--- ОТРЫВОК ИЗ ДОКУМЕНТА ---
Если вещи суть процессы, они по самой своей природе не могут быть высказаны [5]. Там, где мир воспринимался как дао, и не могло появиться иного отношения к слову. «Люди в мире считают форму и цвет, название и голос достаточными, чтобы постичь природу другого; а воистину формы и цвета, названия и голоса недостаточно, чтобы постичь природу другого. Разве в мире понимают, [что] „знающий не говорит, говорящий не знает”?» — повторяет Чжуан-цзы слова Лао-цзы [14, с.202].
Слово (как и всякий конвенциональный знак) — преграда на пути. «У пути никогда не было разграничения, а у слов никогда не было постоянного смысла, поэтому и появились разграничения», — размышляет Чжуан-цзы. Слово разделяет на две стороны, порождает дуальность.
Всякий конвенциональный знак есть остановка движения, нарушает Путь и потому недостоверен. Отсюда — недоверие ко всякого рода статическим знакам — нотным, словесным, понятийным, которые не в состоянии передать подвижный дух предмета [6]. Отсюда — стремление обойтись без слов, «забыть слова». Эту особенность отмечает в своей книге о Тао Юань-мине Л.3. Эйдлин: «Но почему же поэт забыл слова? Комментатор „Вэнь сюань” Ли Шань напоминает нам о том, что в книге „Чжуан-цзы” „слова существуют для выражения мысли, когда мысль выражена, слова забываются”: они уже не нужны. Дальше Чжуан-цзы добавляет: „Как найти мне человека, забывшего слова, чтобы с ним поговорить?”... А может быть, дополнительные слова и не нужны и самая главная мысль вне сказанного поэтом... поэзия предполагает продление мысли за границы уже сказанного, о чем не устают твердить старые китайские критики, и среди них Су Ши» [198, с.289].

--- ЧТО СДЕЛАТЬ ---
A. Как в отрывке о Чжуан-цзы и словах зовут комментатора «Вэнь сюань»?
B. Продолжите отрывок о Чжуан-цзы и словах, начав сразу после его последнего предложения.
Записи для работы не понадобятся.

[Записи с отмеченными точками]
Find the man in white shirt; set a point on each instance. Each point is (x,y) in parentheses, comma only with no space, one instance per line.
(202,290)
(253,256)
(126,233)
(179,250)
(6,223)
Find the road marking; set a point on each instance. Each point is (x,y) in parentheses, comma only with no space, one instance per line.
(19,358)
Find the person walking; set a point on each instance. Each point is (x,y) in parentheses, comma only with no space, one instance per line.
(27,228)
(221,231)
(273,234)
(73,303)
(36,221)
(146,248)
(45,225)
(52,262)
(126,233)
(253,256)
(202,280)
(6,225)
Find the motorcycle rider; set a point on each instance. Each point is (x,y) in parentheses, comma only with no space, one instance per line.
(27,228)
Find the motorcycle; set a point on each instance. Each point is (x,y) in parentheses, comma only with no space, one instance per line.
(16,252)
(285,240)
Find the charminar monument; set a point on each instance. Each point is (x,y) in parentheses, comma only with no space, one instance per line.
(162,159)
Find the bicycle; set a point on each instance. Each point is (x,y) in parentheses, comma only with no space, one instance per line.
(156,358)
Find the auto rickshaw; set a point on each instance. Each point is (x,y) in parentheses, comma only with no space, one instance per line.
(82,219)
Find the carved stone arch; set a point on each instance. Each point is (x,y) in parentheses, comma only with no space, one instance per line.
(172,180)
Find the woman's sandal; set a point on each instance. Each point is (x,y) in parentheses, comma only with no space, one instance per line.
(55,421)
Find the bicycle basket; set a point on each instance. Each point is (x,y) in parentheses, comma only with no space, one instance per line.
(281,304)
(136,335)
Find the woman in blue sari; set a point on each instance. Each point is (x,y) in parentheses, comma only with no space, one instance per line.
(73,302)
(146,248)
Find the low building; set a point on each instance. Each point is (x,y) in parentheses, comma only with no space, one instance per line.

--- ОТВЕТЫ ---
A. Ли Шань.

B.
Мастера дзэн считали возможным передавать учение без слов, непосредственно от учителя к ученику, от ума к уму. Дзэн впитал даосскую традицию: «[Пока] нет слов, есть согласие, — говорит Чжуан-цзы. — Согласие со словами не согласуется; и слова с согласием не согласуются. Поэтому и говорится „без слов”. Речь не нуждается в словах. Бывает, что [человек] говорит всю жизнь, а ничего не скажет. Бывает, что всю жизнь не говорит, а все скажет» [14, с.282].
Принято противопоставлять отношение к слову конфуцианской и даосской школ: «Первая разрабатывала катафатический принцип всемогущества слова; вторая же утверждала апофатическую невозможность выразить бога, истину в слове» [165, с.48]. Но и эта антиномия, по-моему, есть следствие нашего дуального способа рассмотрения вещей, при котором одно всегда противопоставляется другому, о чем бы ни шла речь. Конечно же, конфуцианцы были более деятельны и более словоохотливы, чем даосы, верили в возможность совершенствования человека путем приобщения к знаниям — вэнь, но не переходили границ недеяния (увэй), т.е. на этико-космический порядок смотрели так же, как даосы, и расходились с последними лишь в понимании средств достижения цели, а не в понимании Пути. Конфуций предлагал «исправление имен» не потому, что верил в магическую силу слов, — он хотел, чтобы несоответствующие слова не вносили еще больший беспорядок в дела людей. И для Конфуция слово — один из атрибутов дао; необходимо хранить его чистоту, чтобы не нарушить Путь. Где все взаимосвязано, там и слово — момент общего порядка. «Цзы-лу спросил: „Вэйский правитель намеревается привлечь вас к управлению [государством]. Что вы сделаете прежде всего?” Учитель ответил: „Необходимо начать с исправления имен”. Цзы-лу спросил: „Вы начинаете издалека. Зачем нужно исправлять имена?” Учитель сказал: „Как ты необразован, Ю! Благородный муж проявляет осторожность по отношению к тому, чего не знает. Если имена неправильны, то слова не имеют под собой оснований. Если слова не имеют под собой оснований, то дела не могут осуществляться. Если дела не могут осуществляться, то ритуал и музыка не процветают. Если ритуал и музыка не процветают, наказания не применяются надлежащим образом. Если наказания не применяются надлежащим образом, народ не знает, как себя вести. Поэтому благородный муж, давая имена, должен произносить их правильно, а то, что произносит, правильно осуществлять. В словах благородного мужа не должно быть ничего неправильного”» [43, с.161-162]. (Обратите еще раз внимание на построение речи: не одно вытекает из другого, как следовало бы по правилам дискурсивного мышления, а одно возвращается к другому по принципу движения туда-обратно.)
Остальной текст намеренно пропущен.